**BRANO**
La proposta di Rao per uscire dalla crisi: “Stato imprenditore e un moderno Iri per un nuovo umanesimo industriale”

Giuseppe Rao

Giuseppe Rao, consigliere/dirigente generale della Presidenza del Consiglio dei Ministri. Imagoeconomica

Giuseppe Rao, allievo e collaboratore del costituzionalista Paolo Barile, è consigliere/dirigente generale della Presidenza del Consiglio dei Ministri. Dal 2007 al 2015 ha lavorato presso l’Ambasciata d’Italia in Cina. Negli anni 1996-1998 ha coadiuvato il Ministro Antonio Maccanico nella stesura delle leggi che hanno liberalizzato le telecomunicazioni. È autore del libro La tristizia degli uomini e dei tempi. Vita, pensiero e opere di Federico Cammeo, Edizioni di Comunità 2019. Le opinioni qui pubblicate sono espresse a titolo personale.

La visione: qual è l’identità, qual è il posto dell’Italia nel mondo

Tutto ciò a maggior ragione all’indomani dell’accordo per il recovery plan che affida al nostro Paese fondi significativi, richiedendo però capacità di progetto e di spesa in tempi rapidi e in modo concreto ed efficace – come sembra aver raccomandato il Presidente Mattarella al capo dell’esecutivo Conte.

**RECORD FORNITI**
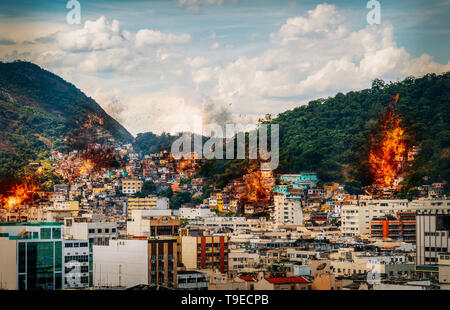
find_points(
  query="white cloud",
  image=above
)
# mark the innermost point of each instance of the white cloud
(215, 45)
(152, 37)
(153, 80)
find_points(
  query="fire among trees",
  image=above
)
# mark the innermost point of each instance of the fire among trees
(389, 150)
(21, 194)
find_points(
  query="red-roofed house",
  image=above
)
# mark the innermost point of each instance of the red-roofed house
(286, 283)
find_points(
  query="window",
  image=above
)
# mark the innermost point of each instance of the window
(56, 232)
(45, 233)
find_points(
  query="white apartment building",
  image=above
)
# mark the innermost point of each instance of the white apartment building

**CONSEGNA 1**
Riassumi in due frasi il brano sulla proposta di Rao.
**CONSEGNA 2**
Prosegui il brano sulla proposta di Rao partendo subito dopo la sua ultima frase.

**RISPOSTA 1**
Giuseppe Rao, consigliere/dirigente generale della Presidenza del Consiglio dei Ministri, che dal 2007 al 2015 ha lavorato presso l'Ambasciata d'Italia in Cina, propone uno Stato imprenditore e un moderno Iri per un nuovo umanesimo industriale. Il brano si sofferma sull'accordo per il recovery plan, che affida all'Italia fondi significativi ma richiede capacità di progetto e di spesa in tempi rapidi e in modo concreto ed efficace.

**RISPOSTA 2**
L’Italia è diventata la quinta/sesta potenza del pianeta grazie al disegno lungimirante dei Padri costituenti, che negli artt. 41-42-43 hanno definito un modello di economia mista trainato dalla programmazione economica – con il progetto per il Mezzogiorno che aveva portato Napoli a diventare il terzo polo industriale –, e quindi dagli agglomerati economici di Stato (IRI ed ENI) e dalle imprese private.

Nel libro Storia dell’IRI, Pierluigi Ciocca confuta l’assioma secondo il quale il privato è sinonimo di efficienza e il pubblico di sperpero. E il tema dei fallimenti del mercato è stato oggetto di studi importanti (per tutti, Mariana Mazzucato).

Nel mondo multilaterale vincono i Paesi in grado di contribuire ai processi di innovazione tecnologica (AI, big data, robotica, IoT, machine learning, nanotecnologie, biotecnologie, medicina personalizzata, chimica farmaceutica ecc.) e al trasferimento ai settori tradizionali – logistica, trasporti, automotive, spazio, tlc, meccanica, farmaceutica), al Green Deal e alla trasformazione della logistica (anche in funzione del commercio elettronico).